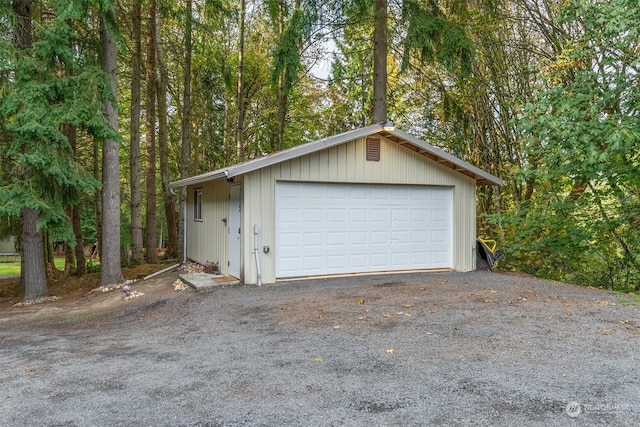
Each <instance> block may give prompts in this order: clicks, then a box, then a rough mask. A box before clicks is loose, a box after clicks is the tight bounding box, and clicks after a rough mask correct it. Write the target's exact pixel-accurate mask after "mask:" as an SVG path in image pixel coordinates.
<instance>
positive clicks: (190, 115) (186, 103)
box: [177, 0, 193, 254]
mask: <svg viewBox="0 0 640 427" xmlns="http://www.w3.org/2000/svg"><path fill="white" fill-rule="evenodd" d="M185 13H186V15H185V25H184V26H185V31H184V88H183V90H184V92H183V97H182V98H183V99H182V123H181V130H182V141H181V142H182V153H181V154H182V156H181V158H180V179H184V178H187V177H188V176H189V175H190V172H191V171H190V170H189V157H190V156H191V56H192V52H193V46H192V41H191V35H192V32H193V28H192V27H193V4H192V1H191V0H187V4H186V11H185ZM184 191H185V190H184V189H182V193H181V195H182V197H181V203H180V204H181V205H184V204H186V198H187V197H186V194H185V193H184ZM183 209H184V206H183ZM178 218H179V219H178V237H177V238H178V252H179V253H180V254H184V250H185V248H184V247H183V246H184V216H183V215H179V217H178Z"/></svg>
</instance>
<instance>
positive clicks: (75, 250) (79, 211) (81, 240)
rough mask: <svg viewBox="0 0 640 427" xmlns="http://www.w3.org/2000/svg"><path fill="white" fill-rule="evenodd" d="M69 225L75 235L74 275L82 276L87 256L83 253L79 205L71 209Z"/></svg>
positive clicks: (86, 259)
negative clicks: (74, 274) (72, 227)
mask: <svg viewBox="0 0 640 427" xmlns="http://www.w3.org/2000/svg"><path fill="white" fill-rule="evenodd" d="M72 212H73V213H72V216H71V226H72V227H73V234H74V235H75V236H76V248H75V252H76V276H84V274H85V273H86V272H87V258H86V257H85V255H84V237H83V235H82V222H81V221H80V207H79V206H74V207H73V209H72Z"/></svg>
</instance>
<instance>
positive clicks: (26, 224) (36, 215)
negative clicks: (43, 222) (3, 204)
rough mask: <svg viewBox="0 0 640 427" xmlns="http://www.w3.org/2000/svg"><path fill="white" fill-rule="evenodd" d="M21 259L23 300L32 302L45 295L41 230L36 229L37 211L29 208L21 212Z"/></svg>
mask: <svg viewBox="0 0 640 427" xmlns="http://www.w3.org/2000/svg"><path fill="white" fill-rule="evenodd" d="M22 259H23V264H22V266H23V270H22V275H23V276H24V283H25V290H24V299H25V300H34V299H36V298H39V297H43V296H45V295H47V291H48V290H47V273H46V269H45V260H44V240H43V238H42V230H39V229H38V211H36V210H34V209H29V208H25V209H23V210H22Z"/></svg>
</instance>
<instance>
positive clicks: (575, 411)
mask: <svg viewBox="0 0 640 427" xmlns="http://www.w3.org/2000/svg"><path fill="white" fill-rule="evenodd" d="M564 412H565V414H567V415H568V416H570V417H571V418H575V417H577V416H578V415H580V413H581V412H582V407H581V406H580V404H579V403H578V402H575V401H571V402H569V403H567V406H565V407H564Z"/></svg>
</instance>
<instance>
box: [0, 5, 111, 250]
mask: <svg viewBox="0 0 640 427" xmlns="http://www.w3.org/2000/svg"><path fill="white" fill-rule="evenodd" d="M48 6H50V7H51V8H52V10H53V11H54V17H53V18H52V19H50V20H49V21H43V22H40V23H39V25H36V26H35V27H36V28H37V31H36V34H35V41H34V43H33V45H32V47H31V48H29V49H26V50H17V49H14V48H12V47H11V46H10V45H9V44H8V43H5V44H4V45H3V46H2V48H3V50H4V51H5V52H6V53H7V54H8V56H6V57H5V58H9V61H8V62H7V63H6V64H2V66H3V67H6V68H3V69H2V70H0V72H6V71H7V70H11V71H12V72H13V78H12V79H11V80H6V81H5V82H4V86H3V87H2V91H1V92H0V116H1V117H2V124H3V126H4V130H5V131H7V132H8V135H9V136H10V137H9V141H7V142H6V144H7V145H6V146H5V148H4V149H3V150H2V156H3V163H5V162H6V163H7V165H6V166H5V165H3V168H6V170H5V176H6V179H5V181H3V182H2V186H1V189H0V213H2V214H3V215H8V216H19V215H20V213H21V211H22V209H23V208H32V209H36V210H37V211H38V212H39V218H40V219H39V221H40V223H39V226H41V227H48V228H51V229H53V230H56V232H57V233H60V234H63V235H65V238H66V240H67V241H70V242H73V241H74V238H73V233H72V232H71V230H70V227H69V224H68V220H67V217H66V215H65V209H66V208H67V207H68V206H71V205H74V204H76V203H78V202H79V200H80V195H81V194H82V193H87V192H92V191H94V190H96V189H97V188H98V187H99V183H98V182H97V181H96V180H95V179H94V178H93V177H92V176H91V175H90V174H89V173H88V172H86V171H85V170H84V169H83V168H82V167H81V166H80V165H79V164H78V162H77V161H76V159H75V158H74V153H73V150H72V148H71V146H70V144H69V141H68V139H67V137H66V136H65V134H64V132H63V128H64V126H69V125H71V126H76V127H77V128H79V129H81V130H83V131H85V132H86V133H87V134H89V135H91V136H93V137H95V138H99V139H103V138H114V139H119V138H120V137H119V135H117V134H115V132H114V131H113V129H112V128H111V127H110V126H109V124H108V123H107V122H106V120H105V118H104V117H103V115H102V113H101V111H102V99H103V98H104V97H108V98H111V99H113V96H112V95H111V93H110V89H109V86H108V83H107V81H106V79H105V76H104V74H103V73H102V71H101V70H100V69H99V68H98V67H95V66H91V65H88V64H82V61H80V60H79V59H78V57H77V50H76V49H75V47H77V45H76V43H75V40H76V38H77V34H76V33H75V32H74V28H73V26H72V25H71V24H72V23H73V22H75V21H78V20H80V21H82V20H84V19H85V16H86V14H85V13H86V10H85V9H84V8H83V7H82V6H83V4H82V3H81V2H71V3H69V2H66V1H64V2H63V1H52V2H51V3H50V4H48Z"/></svg>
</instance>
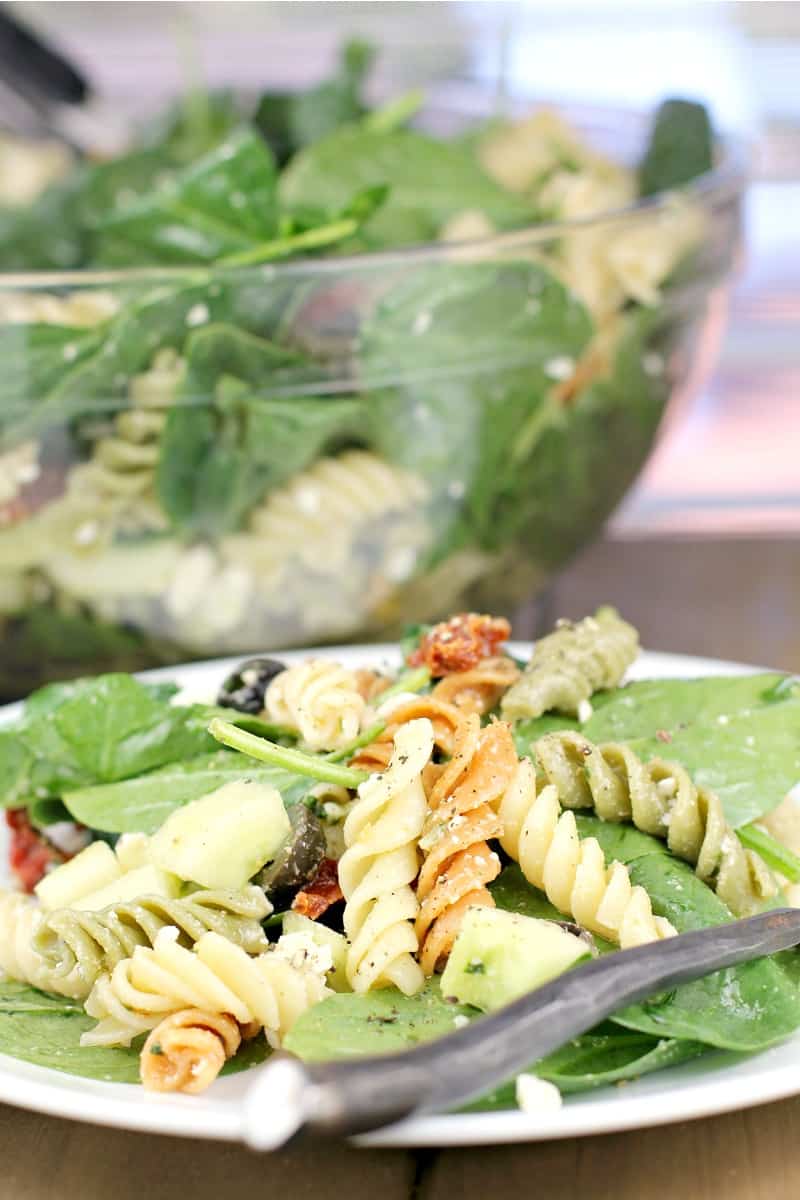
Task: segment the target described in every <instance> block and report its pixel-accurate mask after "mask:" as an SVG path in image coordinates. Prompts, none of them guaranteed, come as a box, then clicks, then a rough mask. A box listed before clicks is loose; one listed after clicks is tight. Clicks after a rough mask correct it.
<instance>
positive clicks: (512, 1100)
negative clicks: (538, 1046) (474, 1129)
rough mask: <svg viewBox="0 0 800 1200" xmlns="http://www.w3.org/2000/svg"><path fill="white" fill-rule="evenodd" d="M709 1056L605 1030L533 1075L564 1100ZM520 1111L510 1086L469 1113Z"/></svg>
mask: <svg viewBox="0 0 800 1200" xmlns="http://www.w3.org/2000/svg"><path fill="white" fill-rule="evenodd" d="M706 1052H708V1046H704V1045H703V1044H702V1043H700V1042H679V1040H678V1039H676V1038H655V1037H650V1036H648V1034H639V1033H634V1032H633V1031H627V1030H624V1028H621V1027H615V1026H613V1025H610V1024H604V1025H603V1026H601V1027H599V1028H597V1030H595V1031H593V1032H591V1033H582V1034H581V1037H578V1038H575V1039H573V1040H572V1042H569V1043H567V1044H566V1045H565V1046H561V1049H560V1050H555V1051H554V1052H553V1054H551V1055H547V1057H546V1058H540V1060H539V1062H536V1063H533V1064H531V1067H530V1068H529V1069H530V1070H531V1072H533V1073H534V1074H536V1075H539V1078H540V1079H547V1080H549V1082H551V1084H555V1086H557V1087H558V1090H559V1091H560V1092H561V1093H563V1094H564V1096H569V1094H571V1093H576V1092H587V1091H591V1090H594V1088H596V1087H607V1086H608V1085H609V1084H619V1082H621V1081H622V1080H630V1079H638V1078H639V1076H640V1075H649V1074H650V1073H651V1072H654V1070H663V1069H664V1068H666V1067H675V1066H678V1064H679V1063H681V1062H688V1061H690V1060H692V1058H697V1057H698V1056H699V1055H702V1054H706ZM516 1108H517V1099H516V1081H511V1082H509V1084H503V1085H501V1086H500V1087H498V1088H495V1090H494V1091H493V1092H489V1093H488V1094H487V1096H482V1097H481V1098H480V1100H475V1102H474V1103H473V1104H470V1105H469V1106H468V1109H467V1111H471V1112H476V1111H479V1112H485V1111H487V1110H493V1109H516Z"/></svg>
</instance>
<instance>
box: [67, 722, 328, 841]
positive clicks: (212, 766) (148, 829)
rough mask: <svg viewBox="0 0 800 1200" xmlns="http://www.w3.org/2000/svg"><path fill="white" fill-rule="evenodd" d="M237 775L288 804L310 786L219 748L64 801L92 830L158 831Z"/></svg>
mask: <svg viewBox="0 0 800 1200" xmlns="http://www.w3.org/2000/svg"><path fill="white" fill-rule="evenodd" d="M215 744H216V743H215ZM235 779H257V780H259V781H260V782H264V784H270V785H271V786H272V787H277V790H278V791H279V792H281V796H282V797H283V800H284V803H285V804H293V803H297V802H299V800H300V799H301V798H302V797H303V796H305V794H306V792H307V791H308V788H309V787H311V781H308V780H305V779H302V778H300V776H299V775H296V774H293V773H289V772H287V770H281V769H279V768H276V767H270V766H266V764H265V763H259V762H255V761H254V760H251V758H243V757H242V755H240V754H234V752H233V751H229V750H217V752H216V754H204V755H198V756H197V757H194V758H191V760H188V761H184V762H173V763H169V764H168V766H166V767H161V768H160V769H158V770H151V772H148V773H146V774H142V775H137V776H136V778H133V779H126V780H121V781H120V782H115V784H104V785H103V784H101V785H98V786H91V787H82V788H77V790H71V791H68V792H66V793H65V796H64V803H65V805H66V808H67V809H68V811H70V812H71V815H72V817H73V818H74V820H76V821H79V822H80V823H82V824H85V826H89V827H90V828H91V829H102V830H103V832H104V833H155V832H156V829H158V828H160V827H161V826H162V824H163V822H164V821H166V820H167V817H168V816H169V814H170V812H173V811H174V810H175V809H178V808H180V806H181V805H184V804H188V803H190V800H196V799H198V797H200V796H206V794H207V793H209V792H212V791H215V788H217V787H222V785H223V784H228V782H230V781H233V780H235Z"/></svg>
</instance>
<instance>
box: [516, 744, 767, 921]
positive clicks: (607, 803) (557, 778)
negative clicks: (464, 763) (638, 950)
mask: <svg viewBox="0 0 800 1200" xmlns="http://www.w3.org/2000/svg"><path fill="white" fill-rule="evenodd" d="M533 752H534V755H535V757H536V766H537V772H539V774H540V775H541V778H542V780H545V781H546V782H548V784H553V785H554V787H555V791H557V793H558V798H559V800H560V803H561V804H563V805H564V808H567V809H585V808H591V809H594V810H595V812H596V814H597V816H599V817H602V820H603V821H632V822H633V824H634V826H636V827H637V829H640V830H642V832H643V833H649V834H651V835H652V836H655V838H661V839H662V840H663V841H666V842H667V845H668V847H669V850H670V851H672V853H673V854H676V856H678V858H682V859H685V860H686V862H687V863H691V864H692V866H694V869H696V871H697V875H698V876H699V878H702V880H703V882H704V883H708V884H709V886H710V887H712V888H714V890H715V892H716V894H717V895H718V896H720V899H721V900H722V901H723V902H724V904H727V905H728V907H729V908H730V911H732V912H733V913H734V914H735V916H736V917H745V916H747V914H750V913H752V912H756V911H757V910H758V908H759V907H760V906H762V902H763V901H764V900H765V899H768V898H769V896H770V895H774V894H775V890H776V887H775V880H774V877H772V875H771V872H770V871H769V870H768V868H766V866H765V865H764V863H763V862H762V859H760V858H759V857H758V854H756V853H754V852H753V851H751V850H745V847H744V846H742V845H741V842H740V841H739V839H738V838H736V834H735V833H734V830H733V829H732V828H730V826H729V824H728V822H727V821H726V817H724V812H723V809H722V802H721V800H720V797H718V796H716V794H715V793H714V792H710V791H706V790H705V788H703V787H697V786H696V785H694V784H693V782H692V780H691V778H690V775H688V773H687V772H686V769H685V768H684V767H681V766H680V764H679V763H675V762H664V760H663V758H651V760H650V762H646V763H645V762H643V761H642V760H640V758H639V757H638V756H637V755H636V754H634V752H633V751H632V750H631V749H630V746H626V745H622V744H621V743H606V744H604V745H600V746H597V745H594V744H593V743H591V742H588V740H587V739H585V738H584V737H582V736H581V734H578V733H572V732H569V731H565V732H563V733H547V734H546V736H545V737H542V738H540V739H539V740H537V742H535V743H534V746H533Z"/></svg>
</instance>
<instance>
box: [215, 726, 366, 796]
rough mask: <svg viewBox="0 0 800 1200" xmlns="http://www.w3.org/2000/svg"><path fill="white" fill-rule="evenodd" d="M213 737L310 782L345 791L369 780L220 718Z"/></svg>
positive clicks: (326, 760)
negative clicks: (306, 779)
mask: <svg viewBox="0 0 800 1200" xmlns="http://www.w3.org/2000/svg"><path fill="white" fill-rule="evenodd" d="M209 733H210V734H211V737H212V738H216V739H217V742H222V744H223V745H225V746H230V749H231V750H239V751H240V754H246V755H248V756H249V757H251V758H258V761H259V762H269V763H271V764H272V766H273V767H283V769H284V770H290V772H293V773H294V774H295V775H307V776H308V778H309V779H319V780H320V781H321V782H325V784H339V785H341V786H342V787H357V786H359V784H362V782H363V781H365V779H368V778H369V772H368V770H354V769H353V768H351V767H341V766H339V764H338V763H336V762H329V761H327V760H326V758H320V757H319V756H318V755H312V754H303V752H302V750H293V749H290V748H289V746H279V745H276V744H275V742H267V739H266V738H257V737H254V736H253V734H252V733H247V731H246V730H240V728H237V727H236V726H235V725H231V724H230V721H223V720H221V719H219V718H218V716H215V719H213V720H212V721H211V724H210V725H209Z"/></svg>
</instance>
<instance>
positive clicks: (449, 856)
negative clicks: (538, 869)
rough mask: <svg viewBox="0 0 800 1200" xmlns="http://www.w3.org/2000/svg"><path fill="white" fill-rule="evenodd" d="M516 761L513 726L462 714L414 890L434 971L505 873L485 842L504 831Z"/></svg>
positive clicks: (442, 959)
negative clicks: (461, 929) (420, 869)
mask: <svg viewBox="0 0 800 1200" xmlns="http://www.w3.org/2000/svg"><path fill="white" fill-rule="evenodd" d="M516 766H517V755H516V752H515V749H513V739H512V737H511V730H510V728H509V726H507V725H505V724H500V722H494V724H493V725H489V726H488V727H487V728H485V730H481V722H480V718H479V716H477V715H476V714H474V713H473V714H470V715H469V716H465V718H464V719H463V720H462V724H461V725H459V727H458V733H457V736H456V745H455V749H453V756H452V758H451V761H450V762H449V763H447V766H446V767H445V768H444V769H443V772H441V774H440V775H439V779H438V780H437V782H435V784H434V785H433V787H432V790H431V793H429V796H428V816H427V820H426V823H425V829H423V834H422V838H421V840H420V848H421V850H422V851H423V853H425V856H426V857H425V860H423V863H422V868H421V870H420V878H419V881H417V886H416V894H417V899H419V901H420V913H419V917H417V919H416V932H417V937H419V938H420V964H421V966H422V970H423V971H425V972H426V974H433V972H434V971H435V968H437V966H438V965H439V964H441V962H443V960H444V959H446V956H447V954H449V953H450V949H451V947H452V943H453V941H455V940H456V935H457V934H458V930H459V929H461V923H462V918H463V916H464V912H465V911H467V908H469V907H470V906H473V905H492V904H493V900H492V896H491V895H489V893H488V892H487V888H486V884H487V883H491V882H492V880H493V878H495V877H497V876H498V875H499V874H500V859H499V858H498V856H497V854H495V853H494V852H493V851H491V850H489V847H488V845H487V841H488V840H489V839H491V838H498V836H499V834H500V832H501V826H500V821H499V820H498V816H497V811H495V809H497V804H498V802H499V799H500V797H501V796H503V793H504V792H505V790H506V788H507V786H509V782H510V780H511V776H512V774H513V770H515V769H516Z"/></svg>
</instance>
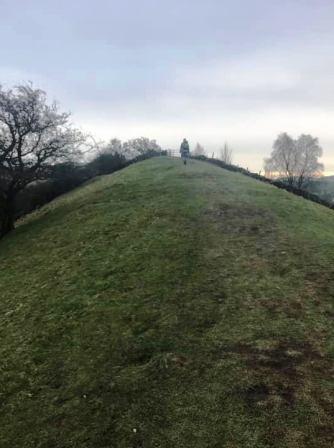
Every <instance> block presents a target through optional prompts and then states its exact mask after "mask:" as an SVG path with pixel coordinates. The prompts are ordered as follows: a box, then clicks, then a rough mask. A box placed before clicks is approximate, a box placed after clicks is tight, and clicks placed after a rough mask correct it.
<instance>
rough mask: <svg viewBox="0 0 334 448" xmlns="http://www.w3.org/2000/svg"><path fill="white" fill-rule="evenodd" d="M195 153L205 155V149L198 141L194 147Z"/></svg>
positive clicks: (196, 155)
mask: <svg viewBox="0 0 334 448" xmlns="http://www.w3.org/2000/svg"><path fill="white" fill-rule="evenodd" d="M194 155H195V156H205V149H204V147H203V146H202V145H200V144H199V143H198V142H197V143H196V146H195V148H194Z"/></svg>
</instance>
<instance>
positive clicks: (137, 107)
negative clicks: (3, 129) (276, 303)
mask: <svg viewBox="0 0 334 448" xmlns="http://www.w3.org/2000/svg"><path fill="white" fill-rule="evenodd" d="M333 24H334V1H333V0H286V1H284V0H277V1H276V0H233V1H231V0H230V1H226V0H168V1H167V0H155V1H154V0H141V1H139V0H122V1H115V0H109V1H107V0H95V1H92V0H72V1H70V0H67V1H65V0H57V1H51V0H0V50H1V51H0V57H1V59H0V61H1V65H0V83H2V84H3V85H5V86H6V87H10V86H12V85H14V84H17V83H18V82H24V81H27V80H31V81H32V82H33V83H34V85H35V86H36V87H41V88H43V89H44V90H46V91H47V93H48V95H49V97H50V99H57V100H58V101H59V102H60V104H61V107H62V109H64V110H70V111H71V112H72V113H73V121H74V122H75V124H76V125H78V126H80V127H82V128H83V129H84V130H86V131H88V132H91V133H92V134H94V135H95V136H96V137H97V138H100V139H101V138H102V139H105V140H108V139H109V138H112V137H118V138H121V139H127V138H132V137H138V136H147V137H150V138H154V139H156V140H157V141H158V142H159V143H160V144H161V145H162V146H163V147H168V148H177V147H178V146H179V144H180V141H181V139H182V138H183V137H187V138H188V139H189V141H190V144H191V145H192V146H194V145H195V144H196V142H197V141H199V142H200V143H201V144H202V145H203V146H204V147H206V148H207V149H208V150H210V152H211V151H217V149H218V148H219V147H220V146H221V145H222V144H223V143H224V141H227V142H228V143H229V144H230V146H232V147H233V149H234V161H235V162H236V163H239V164H240V165H243V166H245V167H249V168H250V169H252V170H259V169H260V168H261V166H262V160H263V157H265V156H267V155H268V154H269V153H270V151H271V147H272V142H273V140H274V139H275V137H276V136H277V134H278V133H280V132H283V131H286V132H289V133H291V134H292V135H293V136H298V135H299V134H301V133H310V134H313V135H315V136H318V137H319V139H320V144H321V146H322V147H323V149H324V158H323V161H324V163H325V167H326V170H327V172H328V173H333V174H334V51H333V44H334V25H333Z"/></svg>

━━━━━━━━━━━━━━━━━━━━━━━━━━━━━━

Requirement:
Every line of the listing that includes "target" must be shown.

Solution to this task:
Each <instance> block may give prompts in this order: clicks, then a box, then a rough mask. A box before clicks is loose, a box after clicks is the tight bounding box, and clicks after a rough mask correct it. Write the target's exact pixel-accurate mask after "mask:" as an SVG path in image pixel coordinates.
Task: segment the target described in every <instance> block and report its pixel-accurate mask after "mask:" as an SVG path in image coordinates. Prompts, none of them guaranteed, come as a box, then clicks, then a rough mask. A box listed before clicks is loose; one listed after clicks is tight. Clicks after a rough mask correct it.
Every <instance> block presents a target through optional prompts and then states its exact mask after "mask:" as an SVG path with pixel coordinates. The prompts are ordered as follows: a box, then clicks, then a rough mask. A box placed before clicks is approximate, a box placed after clicks is tight, and clicks placed after a rough mask correct it.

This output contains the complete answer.